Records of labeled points
"""

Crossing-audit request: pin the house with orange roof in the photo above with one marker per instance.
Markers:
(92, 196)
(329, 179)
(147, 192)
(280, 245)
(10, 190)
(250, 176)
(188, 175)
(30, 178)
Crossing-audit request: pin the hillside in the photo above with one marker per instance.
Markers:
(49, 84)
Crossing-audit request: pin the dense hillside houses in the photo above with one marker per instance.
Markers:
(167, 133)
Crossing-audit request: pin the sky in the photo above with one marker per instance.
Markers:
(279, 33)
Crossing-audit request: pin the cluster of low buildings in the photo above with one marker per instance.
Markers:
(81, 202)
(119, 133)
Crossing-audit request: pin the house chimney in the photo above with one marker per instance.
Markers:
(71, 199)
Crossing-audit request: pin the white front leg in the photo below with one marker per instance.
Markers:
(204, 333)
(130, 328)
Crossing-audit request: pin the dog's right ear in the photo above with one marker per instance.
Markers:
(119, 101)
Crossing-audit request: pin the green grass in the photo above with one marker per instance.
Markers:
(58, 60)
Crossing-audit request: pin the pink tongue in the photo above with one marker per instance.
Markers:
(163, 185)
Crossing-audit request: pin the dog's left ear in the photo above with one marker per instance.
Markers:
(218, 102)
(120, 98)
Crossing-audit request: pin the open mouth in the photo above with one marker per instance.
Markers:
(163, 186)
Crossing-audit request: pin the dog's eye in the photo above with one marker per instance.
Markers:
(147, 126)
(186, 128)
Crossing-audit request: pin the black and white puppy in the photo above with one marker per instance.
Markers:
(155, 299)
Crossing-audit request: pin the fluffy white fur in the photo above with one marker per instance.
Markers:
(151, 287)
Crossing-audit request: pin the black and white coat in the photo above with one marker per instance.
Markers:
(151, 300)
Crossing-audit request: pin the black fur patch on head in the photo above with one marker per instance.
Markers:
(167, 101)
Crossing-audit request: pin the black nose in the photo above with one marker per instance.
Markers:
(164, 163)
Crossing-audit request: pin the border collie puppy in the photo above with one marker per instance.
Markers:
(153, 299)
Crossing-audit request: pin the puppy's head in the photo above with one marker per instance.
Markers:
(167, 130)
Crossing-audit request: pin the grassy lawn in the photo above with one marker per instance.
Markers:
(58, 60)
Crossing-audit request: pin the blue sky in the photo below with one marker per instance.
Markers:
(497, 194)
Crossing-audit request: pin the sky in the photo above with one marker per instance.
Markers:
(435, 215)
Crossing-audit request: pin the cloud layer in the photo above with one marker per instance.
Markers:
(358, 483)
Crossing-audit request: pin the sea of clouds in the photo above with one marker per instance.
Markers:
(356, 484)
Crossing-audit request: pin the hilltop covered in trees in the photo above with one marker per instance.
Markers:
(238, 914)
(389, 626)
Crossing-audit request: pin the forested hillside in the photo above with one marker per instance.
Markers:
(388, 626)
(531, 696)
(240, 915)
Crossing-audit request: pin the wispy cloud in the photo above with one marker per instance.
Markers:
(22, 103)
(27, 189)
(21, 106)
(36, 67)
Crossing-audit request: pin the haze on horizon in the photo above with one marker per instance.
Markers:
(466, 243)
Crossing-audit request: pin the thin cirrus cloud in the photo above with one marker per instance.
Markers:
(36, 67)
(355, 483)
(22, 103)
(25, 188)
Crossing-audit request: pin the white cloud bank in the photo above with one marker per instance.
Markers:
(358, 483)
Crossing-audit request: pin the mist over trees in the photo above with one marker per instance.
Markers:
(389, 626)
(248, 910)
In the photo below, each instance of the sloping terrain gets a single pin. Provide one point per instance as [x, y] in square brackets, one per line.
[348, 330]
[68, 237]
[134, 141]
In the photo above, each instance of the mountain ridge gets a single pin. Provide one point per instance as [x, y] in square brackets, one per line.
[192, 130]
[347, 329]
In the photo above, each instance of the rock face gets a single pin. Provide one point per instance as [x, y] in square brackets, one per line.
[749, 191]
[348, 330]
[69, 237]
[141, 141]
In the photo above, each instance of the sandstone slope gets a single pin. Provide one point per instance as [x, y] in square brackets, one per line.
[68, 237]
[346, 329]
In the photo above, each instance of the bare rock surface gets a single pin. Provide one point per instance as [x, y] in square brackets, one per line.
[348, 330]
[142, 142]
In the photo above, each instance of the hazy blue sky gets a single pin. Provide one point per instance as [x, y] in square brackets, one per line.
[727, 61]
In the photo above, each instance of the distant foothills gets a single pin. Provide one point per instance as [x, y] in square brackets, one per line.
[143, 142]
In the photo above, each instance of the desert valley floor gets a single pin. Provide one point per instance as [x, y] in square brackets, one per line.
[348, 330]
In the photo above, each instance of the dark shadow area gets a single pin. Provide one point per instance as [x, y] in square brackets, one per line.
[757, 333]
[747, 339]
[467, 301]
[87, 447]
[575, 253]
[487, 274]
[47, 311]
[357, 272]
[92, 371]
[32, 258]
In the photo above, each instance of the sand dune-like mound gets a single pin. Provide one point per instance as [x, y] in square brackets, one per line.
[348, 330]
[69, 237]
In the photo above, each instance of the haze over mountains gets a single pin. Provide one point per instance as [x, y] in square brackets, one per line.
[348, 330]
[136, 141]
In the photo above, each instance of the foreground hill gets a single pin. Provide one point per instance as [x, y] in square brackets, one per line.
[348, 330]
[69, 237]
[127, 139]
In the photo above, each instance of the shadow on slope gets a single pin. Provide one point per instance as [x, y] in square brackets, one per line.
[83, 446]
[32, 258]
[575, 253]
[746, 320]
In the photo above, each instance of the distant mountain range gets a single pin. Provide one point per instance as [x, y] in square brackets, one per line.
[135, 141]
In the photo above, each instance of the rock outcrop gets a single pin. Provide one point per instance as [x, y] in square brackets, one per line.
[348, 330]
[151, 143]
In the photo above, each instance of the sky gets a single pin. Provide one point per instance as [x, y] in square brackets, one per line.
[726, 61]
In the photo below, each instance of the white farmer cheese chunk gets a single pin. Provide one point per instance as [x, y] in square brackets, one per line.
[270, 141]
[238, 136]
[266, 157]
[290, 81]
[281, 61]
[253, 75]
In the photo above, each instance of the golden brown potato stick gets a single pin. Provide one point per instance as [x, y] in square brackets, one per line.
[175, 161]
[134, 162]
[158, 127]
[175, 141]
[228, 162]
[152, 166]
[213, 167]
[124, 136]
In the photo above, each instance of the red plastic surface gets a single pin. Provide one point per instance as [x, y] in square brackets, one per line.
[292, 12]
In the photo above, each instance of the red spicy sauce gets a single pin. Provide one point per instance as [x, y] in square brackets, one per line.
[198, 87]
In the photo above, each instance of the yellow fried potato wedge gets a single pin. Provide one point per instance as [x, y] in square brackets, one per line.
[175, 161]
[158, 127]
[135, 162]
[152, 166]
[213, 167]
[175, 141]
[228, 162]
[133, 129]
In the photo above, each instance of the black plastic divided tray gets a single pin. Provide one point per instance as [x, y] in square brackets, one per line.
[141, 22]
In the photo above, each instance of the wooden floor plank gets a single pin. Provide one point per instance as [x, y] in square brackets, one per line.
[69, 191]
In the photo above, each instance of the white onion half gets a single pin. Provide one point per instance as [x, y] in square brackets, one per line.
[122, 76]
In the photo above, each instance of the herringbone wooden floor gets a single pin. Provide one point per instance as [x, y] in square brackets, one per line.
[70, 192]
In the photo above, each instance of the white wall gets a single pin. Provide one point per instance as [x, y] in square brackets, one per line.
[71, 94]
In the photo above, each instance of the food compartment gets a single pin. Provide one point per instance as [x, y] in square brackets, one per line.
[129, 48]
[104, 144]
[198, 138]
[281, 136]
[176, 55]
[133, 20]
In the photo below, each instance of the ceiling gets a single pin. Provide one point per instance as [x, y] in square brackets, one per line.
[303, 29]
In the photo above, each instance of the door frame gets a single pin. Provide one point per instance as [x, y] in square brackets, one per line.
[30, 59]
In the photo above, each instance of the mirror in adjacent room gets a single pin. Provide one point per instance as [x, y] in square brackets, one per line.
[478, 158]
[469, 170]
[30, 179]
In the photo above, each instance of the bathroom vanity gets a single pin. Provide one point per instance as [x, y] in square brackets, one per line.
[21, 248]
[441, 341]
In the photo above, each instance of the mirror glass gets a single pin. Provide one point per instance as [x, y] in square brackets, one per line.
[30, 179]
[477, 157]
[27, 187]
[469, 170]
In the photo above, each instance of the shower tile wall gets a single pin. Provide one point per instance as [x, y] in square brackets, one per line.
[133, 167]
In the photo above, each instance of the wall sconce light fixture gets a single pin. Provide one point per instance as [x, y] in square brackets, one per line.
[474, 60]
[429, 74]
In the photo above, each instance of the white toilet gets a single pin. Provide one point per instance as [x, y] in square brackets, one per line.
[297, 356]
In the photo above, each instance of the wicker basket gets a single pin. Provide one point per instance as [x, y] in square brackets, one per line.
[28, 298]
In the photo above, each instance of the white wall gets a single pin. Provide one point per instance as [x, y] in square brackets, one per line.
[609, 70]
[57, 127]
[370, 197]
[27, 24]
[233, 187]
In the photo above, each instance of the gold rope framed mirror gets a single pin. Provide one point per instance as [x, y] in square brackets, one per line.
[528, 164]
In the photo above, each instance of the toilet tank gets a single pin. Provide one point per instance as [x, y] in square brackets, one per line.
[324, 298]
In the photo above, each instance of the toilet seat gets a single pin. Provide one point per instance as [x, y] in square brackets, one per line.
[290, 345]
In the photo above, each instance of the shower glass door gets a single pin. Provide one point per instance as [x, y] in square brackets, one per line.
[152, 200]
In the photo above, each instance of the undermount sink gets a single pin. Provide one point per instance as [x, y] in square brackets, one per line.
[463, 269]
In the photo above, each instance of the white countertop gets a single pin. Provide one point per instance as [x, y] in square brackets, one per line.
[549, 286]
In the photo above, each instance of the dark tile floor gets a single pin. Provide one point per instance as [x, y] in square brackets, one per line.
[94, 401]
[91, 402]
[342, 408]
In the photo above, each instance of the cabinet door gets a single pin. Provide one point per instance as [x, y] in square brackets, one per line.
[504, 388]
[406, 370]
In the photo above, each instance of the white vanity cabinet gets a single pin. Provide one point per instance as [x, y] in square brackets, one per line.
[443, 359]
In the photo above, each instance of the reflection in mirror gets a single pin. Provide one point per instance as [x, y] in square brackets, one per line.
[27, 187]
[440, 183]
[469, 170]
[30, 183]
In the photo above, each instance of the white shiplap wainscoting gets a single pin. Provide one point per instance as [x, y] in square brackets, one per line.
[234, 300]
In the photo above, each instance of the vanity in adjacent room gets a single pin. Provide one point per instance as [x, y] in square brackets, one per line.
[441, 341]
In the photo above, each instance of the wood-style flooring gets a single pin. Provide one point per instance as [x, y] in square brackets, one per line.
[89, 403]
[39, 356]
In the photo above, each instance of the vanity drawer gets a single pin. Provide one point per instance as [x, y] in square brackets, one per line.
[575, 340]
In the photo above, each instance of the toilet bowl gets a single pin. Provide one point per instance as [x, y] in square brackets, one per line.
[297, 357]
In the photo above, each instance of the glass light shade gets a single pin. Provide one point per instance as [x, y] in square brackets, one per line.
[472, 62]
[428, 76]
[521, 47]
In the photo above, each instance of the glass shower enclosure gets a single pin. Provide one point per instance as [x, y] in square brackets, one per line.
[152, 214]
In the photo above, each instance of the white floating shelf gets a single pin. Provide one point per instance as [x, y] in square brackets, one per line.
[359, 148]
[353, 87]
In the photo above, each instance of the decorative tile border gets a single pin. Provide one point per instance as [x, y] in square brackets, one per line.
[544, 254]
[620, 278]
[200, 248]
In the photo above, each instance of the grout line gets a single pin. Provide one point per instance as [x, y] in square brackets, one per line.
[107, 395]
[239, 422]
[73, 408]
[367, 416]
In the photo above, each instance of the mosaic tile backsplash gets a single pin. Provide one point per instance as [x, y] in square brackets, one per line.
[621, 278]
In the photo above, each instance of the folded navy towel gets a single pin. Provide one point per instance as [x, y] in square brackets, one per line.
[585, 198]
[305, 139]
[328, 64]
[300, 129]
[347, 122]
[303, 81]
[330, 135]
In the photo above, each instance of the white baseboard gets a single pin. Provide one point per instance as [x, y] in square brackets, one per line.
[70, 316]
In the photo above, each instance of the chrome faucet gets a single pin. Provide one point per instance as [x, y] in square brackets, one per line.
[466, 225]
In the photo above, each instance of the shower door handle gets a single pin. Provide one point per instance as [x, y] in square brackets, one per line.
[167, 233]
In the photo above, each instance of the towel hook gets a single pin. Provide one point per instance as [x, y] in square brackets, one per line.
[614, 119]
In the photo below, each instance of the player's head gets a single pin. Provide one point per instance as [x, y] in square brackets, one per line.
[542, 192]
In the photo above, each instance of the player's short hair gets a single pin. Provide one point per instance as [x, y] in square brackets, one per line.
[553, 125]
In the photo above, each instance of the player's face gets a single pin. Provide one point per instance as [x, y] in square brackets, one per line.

"""

Work instructions
Locate the line that contains "In the photo above, each instance of the shower door", then please quote it and every line after it to the end of the entries above, exactly and with nothing else.

Written answer
In the photo above, each instance of the shower door handle gets a single pin. Provide one point per instance as [x, y] in square brackets, one per line.
[167, 233]
In the photo above, each instance of the towel hook gets a single pin. Provide one point per instance as [x, y] in square brackets, one per line.
[614, 119]
In the photo below, each instance of the player's head gets a single pin. Provide one point per instance as [x, y] in square brackets, one per line.
[542, 192]
In the photo above, each instance of the player's short hair gets a single pin. Provide one point per instance as [x, y] in square brackets, one per line.
[553, 125]
In the photo above, each instance of the player's face gets a single pin. Provide one point per instance as [x, y] in square brackets, one per line.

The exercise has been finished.